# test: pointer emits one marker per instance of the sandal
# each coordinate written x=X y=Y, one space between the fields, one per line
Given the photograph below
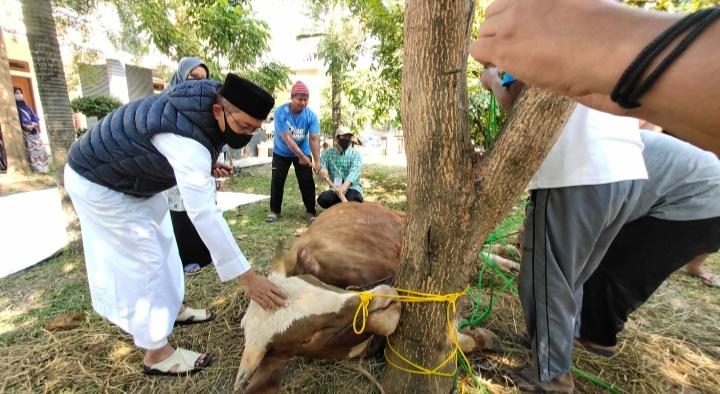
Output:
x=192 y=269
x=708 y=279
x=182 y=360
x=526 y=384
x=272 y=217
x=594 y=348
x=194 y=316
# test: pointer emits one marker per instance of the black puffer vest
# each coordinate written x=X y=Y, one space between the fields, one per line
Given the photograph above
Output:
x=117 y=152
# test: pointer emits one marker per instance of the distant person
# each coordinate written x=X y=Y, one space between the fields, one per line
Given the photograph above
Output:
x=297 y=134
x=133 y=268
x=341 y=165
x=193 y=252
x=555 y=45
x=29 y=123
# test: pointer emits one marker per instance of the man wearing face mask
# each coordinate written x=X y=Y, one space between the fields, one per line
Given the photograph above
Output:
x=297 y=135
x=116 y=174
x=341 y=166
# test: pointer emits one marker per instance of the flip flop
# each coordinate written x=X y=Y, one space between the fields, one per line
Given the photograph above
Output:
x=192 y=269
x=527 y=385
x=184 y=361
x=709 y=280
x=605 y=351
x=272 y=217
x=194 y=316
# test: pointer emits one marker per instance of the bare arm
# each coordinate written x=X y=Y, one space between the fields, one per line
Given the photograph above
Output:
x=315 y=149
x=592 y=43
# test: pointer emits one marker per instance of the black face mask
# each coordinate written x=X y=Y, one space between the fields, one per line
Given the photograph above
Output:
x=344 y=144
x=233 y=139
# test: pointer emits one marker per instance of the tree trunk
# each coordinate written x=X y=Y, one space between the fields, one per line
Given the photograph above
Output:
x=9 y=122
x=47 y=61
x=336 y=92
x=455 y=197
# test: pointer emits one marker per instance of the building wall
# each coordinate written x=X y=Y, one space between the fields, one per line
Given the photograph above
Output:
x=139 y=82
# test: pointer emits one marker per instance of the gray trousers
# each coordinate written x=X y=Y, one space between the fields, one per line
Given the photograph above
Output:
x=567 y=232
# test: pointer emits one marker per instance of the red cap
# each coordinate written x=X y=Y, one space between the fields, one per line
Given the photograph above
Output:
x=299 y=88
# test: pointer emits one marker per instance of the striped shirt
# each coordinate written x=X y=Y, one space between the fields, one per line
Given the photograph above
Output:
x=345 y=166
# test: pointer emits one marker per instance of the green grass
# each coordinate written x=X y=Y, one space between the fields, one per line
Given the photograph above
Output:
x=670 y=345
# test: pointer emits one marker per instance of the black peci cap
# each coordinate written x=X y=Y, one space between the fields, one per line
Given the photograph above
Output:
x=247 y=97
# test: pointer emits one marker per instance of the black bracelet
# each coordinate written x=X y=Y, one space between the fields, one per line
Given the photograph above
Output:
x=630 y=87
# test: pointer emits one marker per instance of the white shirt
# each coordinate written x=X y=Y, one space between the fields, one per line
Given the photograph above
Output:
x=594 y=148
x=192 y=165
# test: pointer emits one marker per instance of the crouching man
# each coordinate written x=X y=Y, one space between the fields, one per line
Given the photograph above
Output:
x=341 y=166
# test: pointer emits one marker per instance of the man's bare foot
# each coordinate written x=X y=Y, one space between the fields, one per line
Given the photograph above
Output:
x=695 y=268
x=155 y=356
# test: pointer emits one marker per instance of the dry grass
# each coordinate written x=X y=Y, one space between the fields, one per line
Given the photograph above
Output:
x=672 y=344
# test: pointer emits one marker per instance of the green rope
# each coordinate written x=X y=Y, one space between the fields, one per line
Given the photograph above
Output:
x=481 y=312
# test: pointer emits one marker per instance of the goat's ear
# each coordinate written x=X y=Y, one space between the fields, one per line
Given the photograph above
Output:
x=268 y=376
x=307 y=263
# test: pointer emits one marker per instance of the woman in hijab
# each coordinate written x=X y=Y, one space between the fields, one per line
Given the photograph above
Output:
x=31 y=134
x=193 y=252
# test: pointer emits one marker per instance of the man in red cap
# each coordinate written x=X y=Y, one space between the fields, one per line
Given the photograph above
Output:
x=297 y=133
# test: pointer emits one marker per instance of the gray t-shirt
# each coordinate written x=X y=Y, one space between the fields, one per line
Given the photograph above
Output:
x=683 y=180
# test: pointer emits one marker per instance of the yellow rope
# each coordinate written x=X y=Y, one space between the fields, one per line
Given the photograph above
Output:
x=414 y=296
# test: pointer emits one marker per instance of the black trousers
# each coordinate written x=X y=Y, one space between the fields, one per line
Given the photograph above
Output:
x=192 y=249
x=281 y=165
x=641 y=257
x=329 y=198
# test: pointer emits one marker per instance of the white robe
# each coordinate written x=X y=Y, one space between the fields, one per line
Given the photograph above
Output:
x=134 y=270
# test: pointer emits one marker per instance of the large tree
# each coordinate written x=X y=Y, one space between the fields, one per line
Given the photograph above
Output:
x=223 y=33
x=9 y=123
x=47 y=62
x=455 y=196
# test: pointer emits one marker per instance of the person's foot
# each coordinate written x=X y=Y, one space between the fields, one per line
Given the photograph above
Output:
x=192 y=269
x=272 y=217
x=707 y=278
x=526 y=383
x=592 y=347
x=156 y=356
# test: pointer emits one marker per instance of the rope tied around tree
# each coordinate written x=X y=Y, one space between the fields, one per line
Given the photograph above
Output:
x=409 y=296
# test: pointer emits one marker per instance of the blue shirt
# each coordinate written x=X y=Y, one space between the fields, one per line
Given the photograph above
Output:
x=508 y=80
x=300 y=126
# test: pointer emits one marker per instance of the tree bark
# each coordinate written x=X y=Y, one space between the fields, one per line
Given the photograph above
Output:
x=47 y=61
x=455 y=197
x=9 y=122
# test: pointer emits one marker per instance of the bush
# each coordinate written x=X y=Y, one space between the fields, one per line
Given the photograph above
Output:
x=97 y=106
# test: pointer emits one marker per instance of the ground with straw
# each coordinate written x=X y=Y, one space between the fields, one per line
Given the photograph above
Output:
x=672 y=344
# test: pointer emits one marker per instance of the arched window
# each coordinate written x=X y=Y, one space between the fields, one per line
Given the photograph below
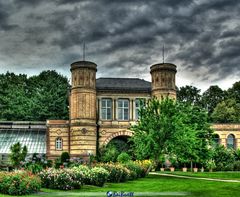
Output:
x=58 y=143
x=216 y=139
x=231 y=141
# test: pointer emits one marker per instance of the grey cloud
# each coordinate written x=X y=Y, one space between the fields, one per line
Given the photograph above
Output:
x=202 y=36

-=-=-=-=-

STATED GOAL
Restate word for word the lines above that start at the line containing "the tree bark" and run to the end of the listing; exclude the pictures.

CORRECT OUTPUT
# test: pointer emits one marker per instance of the tree bark
# each coordinate written x=X y=Y, one space between the fields, one per line
Given the photograph above
Output:
x=47 y=61
x=455 y=197
x=9 y=122
# test: pointer emits one marker per instance of the bush
# each coordinate written x=X y=Y, one space between the fields, one per line
Given the photograph above
Output:
x=97 y=106
# test: pointer emits one marker per instance of the ground with straw
# each coordinate written x=X y=Y, one space between the fields, one per line
Given the photograph above
Output:
x=672 y=344
# test: pointer emits one marker per instance of the arched window
# each coordinate written x=X y=Y, one space between the fields, one per line
Given the photograph below
Output:
x=58 y=143
x=216 y=139
x=231 y=141
# test: pointer emits one marker per instance of the grey cloud
# each coordinate written x=X y=Y, one space between the fields, one per line
Given the photograph above
Output:
x=202 y=36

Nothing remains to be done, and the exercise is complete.